Sunday, December 25, 2011

Christmas Joy

"Sadness should have no place on the birthday of life. The fear of death has been swallowed up; life brings us joy with the promise of eternal happiness.

"No one is shut out from this joy; all share the same reason for rejoicing. Our Lord, victor over sin and death, finding no person free from sin, came to free us all. Let the saint rejoice as he sees the palm of victory at hand. Let the sinner be glad as he received the offer of forgiveness. Let the pagan take courage as he is summoned to life.

"In the fullness of time, chosen in the unfathomable depths of God's wisdom, the Son of God took for himself our common humanity in order to reconcile it with its creator. He came to overthrow the devil, the origin of death, in that very nature by which he had overthrown humankind.

"And so at the birth of our Lord the angels sing in joy: Glory to God in the highest, and they proclaim peace to his people on earth as they see the heavenly Jerusalem being built from all the nations of the world. When the angels on high are so exultant at this marvelous work of God's goodness, what joy should it not bring to lowly hearts?

"Beloved, let us give thanks to God the Father, through his Son, in the Holy Spirit, because in his great love for us he took pity on us, and when we were dead in our sins he brought us to life with Christ, so that in him we might be a new creation. Let us throw off our old nature and all its ways and, as we have come to birth in Christ, let us renounce the works of the flesh... Do not forget that you have been rescued from the power of darkness and brought into the light of God's kingdom."

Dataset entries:
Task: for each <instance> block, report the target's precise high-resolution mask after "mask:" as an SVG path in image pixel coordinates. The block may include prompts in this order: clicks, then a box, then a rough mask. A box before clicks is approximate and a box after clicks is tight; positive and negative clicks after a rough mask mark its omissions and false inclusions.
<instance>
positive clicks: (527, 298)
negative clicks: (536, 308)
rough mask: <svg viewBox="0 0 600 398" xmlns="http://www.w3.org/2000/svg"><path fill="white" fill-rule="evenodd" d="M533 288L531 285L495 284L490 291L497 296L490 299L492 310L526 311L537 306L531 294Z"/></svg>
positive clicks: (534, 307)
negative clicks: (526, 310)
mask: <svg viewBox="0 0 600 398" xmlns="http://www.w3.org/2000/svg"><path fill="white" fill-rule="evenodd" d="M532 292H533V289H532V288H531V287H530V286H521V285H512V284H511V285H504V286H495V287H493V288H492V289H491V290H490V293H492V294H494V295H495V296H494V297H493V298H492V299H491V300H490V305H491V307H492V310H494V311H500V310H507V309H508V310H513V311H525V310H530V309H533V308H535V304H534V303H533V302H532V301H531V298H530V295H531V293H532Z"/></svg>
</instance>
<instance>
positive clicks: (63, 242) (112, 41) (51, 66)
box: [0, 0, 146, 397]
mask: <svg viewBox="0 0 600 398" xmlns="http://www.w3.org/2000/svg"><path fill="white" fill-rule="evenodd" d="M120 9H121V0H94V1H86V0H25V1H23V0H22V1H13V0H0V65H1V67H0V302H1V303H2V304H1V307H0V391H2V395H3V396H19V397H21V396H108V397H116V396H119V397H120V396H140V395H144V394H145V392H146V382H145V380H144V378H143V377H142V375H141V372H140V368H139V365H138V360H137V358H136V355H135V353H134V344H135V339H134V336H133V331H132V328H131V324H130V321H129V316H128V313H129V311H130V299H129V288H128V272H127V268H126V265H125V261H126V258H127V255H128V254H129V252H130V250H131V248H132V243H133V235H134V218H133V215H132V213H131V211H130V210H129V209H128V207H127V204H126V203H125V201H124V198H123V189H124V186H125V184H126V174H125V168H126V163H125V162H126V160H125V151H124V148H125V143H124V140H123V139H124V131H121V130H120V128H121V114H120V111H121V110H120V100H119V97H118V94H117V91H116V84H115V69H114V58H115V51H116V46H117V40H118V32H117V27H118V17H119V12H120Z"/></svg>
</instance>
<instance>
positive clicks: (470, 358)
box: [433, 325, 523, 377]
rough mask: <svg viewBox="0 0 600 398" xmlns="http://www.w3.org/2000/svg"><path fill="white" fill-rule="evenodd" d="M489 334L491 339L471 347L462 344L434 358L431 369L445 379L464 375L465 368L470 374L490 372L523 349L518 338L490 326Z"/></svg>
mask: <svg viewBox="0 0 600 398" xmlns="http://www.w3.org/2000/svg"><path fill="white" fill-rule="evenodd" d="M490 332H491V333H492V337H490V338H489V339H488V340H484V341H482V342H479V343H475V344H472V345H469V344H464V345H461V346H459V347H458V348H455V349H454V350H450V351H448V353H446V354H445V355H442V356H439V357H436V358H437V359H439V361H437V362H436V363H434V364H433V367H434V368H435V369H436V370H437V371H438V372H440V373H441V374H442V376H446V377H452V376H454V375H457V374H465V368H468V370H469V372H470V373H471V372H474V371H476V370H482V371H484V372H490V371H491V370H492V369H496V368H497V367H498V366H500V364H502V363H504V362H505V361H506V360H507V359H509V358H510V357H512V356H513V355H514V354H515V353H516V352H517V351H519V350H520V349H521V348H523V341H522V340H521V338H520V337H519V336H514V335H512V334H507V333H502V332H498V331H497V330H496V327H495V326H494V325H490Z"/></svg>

• _Things to do_
• a. In the Christmas Joy passage, what do the angels sing at the birth of our Lord?
• b. Who is named in each sentence of the Christmas Joy passage that begins with "Let the"?
The records are separate material, unrelated to the Christmas Joy passage.

• _Answers by item number_
• a. Glory to God in the highest.

• b. The saint, the sinner, and the pagan.